Segment Start: Source information

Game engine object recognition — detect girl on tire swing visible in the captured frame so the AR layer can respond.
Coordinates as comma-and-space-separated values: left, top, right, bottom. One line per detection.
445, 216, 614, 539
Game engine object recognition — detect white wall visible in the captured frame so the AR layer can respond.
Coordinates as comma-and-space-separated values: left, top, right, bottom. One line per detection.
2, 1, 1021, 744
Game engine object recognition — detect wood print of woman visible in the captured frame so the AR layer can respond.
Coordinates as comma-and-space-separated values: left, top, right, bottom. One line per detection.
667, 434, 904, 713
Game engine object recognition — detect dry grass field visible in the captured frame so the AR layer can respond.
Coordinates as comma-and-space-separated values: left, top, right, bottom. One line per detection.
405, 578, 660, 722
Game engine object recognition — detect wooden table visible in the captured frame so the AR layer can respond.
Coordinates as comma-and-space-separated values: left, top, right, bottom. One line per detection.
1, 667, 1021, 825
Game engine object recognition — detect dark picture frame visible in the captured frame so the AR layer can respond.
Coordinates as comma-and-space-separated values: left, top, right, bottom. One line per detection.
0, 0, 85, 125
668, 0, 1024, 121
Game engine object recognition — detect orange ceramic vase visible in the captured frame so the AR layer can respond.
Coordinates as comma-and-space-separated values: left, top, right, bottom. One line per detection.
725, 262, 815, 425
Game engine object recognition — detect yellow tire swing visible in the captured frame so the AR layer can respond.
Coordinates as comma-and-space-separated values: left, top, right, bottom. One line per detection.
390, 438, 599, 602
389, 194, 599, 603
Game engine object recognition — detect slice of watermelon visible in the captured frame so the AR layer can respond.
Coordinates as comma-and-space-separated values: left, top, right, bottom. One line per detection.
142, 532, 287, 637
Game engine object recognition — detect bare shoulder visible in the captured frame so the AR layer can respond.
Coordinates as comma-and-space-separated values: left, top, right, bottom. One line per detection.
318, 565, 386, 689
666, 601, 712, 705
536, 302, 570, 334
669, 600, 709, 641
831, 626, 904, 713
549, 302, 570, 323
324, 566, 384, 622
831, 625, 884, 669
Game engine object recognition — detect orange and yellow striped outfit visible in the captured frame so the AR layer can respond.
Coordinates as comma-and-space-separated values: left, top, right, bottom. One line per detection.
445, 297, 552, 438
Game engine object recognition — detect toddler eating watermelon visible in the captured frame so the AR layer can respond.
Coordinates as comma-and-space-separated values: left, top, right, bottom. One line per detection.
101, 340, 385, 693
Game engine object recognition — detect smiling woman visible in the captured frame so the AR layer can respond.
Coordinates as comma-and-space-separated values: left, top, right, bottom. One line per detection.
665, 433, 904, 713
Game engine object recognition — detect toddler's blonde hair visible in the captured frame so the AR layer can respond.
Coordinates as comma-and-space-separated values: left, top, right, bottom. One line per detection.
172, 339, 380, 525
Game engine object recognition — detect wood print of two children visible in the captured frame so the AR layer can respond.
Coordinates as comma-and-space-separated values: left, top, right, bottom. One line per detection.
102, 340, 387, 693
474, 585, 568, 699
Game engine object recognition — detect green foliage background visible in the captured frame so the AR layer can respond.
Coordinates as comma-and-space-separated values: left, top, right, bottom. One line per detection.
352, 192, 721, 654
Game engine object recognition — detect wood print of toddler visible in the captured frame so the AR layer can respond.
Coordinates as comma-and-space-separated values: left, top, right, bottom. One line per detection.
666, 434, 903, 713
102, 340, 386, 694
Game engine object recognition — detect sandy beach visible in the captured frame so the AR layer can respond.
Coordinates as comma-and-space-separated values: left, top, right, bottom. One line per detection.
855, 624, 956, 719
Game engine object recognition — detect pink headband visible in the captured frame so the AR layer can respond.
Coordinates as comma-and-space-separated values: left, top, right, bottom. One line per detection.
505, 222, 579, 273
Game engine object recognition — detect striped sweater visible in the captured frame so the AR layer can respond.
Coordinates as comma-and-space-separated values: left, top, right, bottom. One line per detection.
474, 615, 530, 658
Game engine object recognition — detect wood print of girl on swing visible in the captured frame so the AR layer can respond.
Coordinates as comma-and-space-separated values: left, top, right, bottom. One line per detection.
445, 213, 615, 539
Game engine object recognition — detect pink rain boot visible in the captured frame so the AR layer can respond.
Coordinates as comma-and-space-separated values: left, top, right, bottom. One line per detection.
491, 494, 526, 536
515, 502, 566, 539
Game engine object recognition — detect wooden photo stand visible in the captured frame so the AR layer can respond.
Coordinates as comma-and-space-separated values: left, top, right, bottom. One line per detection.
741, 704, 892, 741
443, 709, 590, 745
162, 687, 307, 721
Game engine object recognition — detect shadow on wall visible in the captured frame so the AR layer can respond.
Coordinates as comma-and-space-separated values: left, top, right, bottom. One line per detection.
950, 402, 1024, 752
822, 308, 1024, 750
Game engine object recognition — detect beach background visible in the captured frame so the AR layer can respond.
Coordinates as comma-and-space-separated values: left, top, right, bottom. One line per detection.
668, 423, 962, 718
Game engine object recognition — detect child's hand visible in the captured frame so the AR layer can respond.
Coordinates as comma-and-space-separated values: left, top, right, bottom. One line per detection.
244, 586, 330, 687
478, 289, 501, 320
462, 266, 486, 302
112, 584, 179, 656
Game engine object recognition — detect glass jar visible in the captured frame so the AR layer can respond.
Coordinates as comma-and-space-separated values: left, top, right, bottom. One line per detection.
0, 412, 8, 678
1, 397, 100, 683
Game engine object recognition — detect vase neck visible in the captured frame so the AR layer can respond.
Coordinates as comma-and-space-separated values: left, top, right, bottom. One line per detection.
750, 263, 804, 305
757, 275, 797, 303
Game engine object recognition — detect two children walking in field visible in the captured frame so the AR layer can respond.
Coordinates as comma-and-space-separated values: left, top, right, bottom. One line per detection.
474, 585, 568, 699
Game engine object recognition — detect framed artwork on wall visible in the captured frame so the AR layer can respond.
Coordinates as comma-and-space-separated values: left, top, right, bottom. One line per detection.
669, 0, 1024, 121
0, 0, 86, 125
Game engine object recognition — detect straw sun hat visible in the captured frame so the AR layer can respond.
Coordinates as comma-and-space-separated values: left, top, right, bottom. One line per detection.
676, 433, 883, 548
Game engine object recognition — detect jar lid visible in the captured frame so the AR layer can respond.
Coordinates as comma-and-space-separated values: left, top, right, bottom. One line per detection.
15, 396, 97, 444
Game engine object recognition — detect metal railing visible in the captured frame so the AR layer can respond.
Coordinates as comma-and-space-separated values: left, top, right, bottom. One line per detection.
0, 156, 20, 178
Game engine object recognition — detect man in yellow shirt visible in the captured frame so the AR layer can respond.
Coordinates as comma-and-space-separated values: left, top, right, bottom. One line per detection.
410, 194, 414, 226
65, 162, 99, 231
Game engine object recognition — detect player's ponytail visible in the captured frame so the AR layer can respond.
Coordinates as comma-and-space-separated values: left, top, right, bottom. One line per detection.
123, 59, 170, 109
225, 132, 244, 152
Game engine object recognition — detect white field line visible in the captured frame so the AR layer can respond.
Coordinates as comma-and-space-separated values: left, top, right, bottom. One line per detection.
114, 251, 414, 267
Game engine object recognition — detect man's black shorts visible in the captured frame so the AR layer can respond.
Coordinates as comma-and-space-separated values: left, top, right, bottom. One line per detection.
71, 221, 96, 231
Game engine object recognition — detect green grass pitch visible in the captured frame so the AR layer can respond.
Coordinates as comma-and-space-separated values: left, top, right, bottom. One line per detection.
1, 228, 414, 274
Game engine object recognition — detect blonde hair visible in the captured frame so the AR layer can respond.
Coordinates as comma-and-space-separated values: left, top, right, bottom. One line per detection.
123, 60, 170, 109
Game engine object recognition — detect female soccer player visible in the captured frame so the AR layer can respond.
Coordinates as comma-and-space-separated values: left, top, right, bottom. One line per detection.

Segment End: Source information

● Aim of the task: Scan the data above; copy every line where "grass" appears.

● Answer for this exercise:
Game engine object recognition — detect dry grass field visible in the captured frame so the AR layer can respond.
Game engine object recognition — detect green grass pitch visible in the captured frame so the AR layer can respond.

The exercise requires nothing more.